Problem requirements: Go through the data and copy each line where the string "woman" appears.

+===+

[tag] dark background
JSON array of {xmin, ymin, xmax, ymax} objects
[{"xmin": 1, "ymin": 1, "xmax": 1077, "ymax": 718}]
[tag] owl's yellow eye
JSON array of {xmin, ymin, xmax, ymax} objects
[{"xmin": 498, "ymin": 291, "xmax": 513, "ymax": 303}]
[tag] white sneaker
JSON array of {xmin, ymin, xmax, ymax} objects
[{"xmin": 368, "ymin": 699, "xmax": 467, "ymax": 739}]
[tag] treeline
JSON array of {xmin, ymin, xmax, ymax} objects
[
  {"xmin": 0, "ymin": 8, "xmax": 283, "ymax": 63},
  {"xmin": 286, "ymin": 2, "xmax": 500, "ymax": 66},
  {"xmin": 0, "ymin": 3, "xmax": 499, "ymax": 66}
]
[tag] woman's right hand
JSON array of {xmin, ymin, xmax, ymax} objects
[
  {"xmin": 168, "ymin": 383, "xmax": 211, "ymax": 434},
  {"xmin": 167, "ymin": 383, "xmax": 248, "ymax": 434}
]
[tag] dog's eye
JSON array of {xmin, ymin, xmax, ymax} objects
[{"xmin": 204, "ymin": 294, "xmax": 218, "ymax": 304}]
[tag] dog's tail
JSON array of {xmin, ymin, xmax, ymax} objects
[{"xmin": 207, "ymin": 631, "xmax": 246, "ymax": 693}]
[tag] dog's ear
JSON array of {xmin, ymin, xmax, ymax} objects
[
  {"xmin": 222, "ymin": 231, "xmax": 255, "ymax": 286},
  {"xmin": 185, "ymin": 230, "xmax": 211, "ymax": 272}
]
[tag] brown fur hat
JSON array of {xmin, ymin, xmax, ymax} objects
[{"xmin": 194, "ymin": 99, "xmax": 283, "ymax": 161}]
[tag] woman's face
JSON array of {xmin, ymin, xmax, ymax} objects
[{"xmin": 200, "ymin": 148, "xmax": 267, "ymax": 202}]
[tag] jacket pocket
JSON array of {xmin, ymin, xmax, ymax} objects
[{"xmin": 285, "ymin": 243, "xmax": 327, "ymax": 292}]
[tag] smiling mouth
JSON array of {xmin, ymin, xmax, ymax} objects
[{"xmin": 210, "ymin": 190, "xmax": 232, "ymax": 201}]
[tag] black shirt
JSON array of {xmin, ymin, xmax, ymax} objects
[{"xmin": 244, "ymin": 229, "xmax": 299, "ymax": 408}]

+===+

Answer box:
[tag] woman's right hand
[tag] woman's face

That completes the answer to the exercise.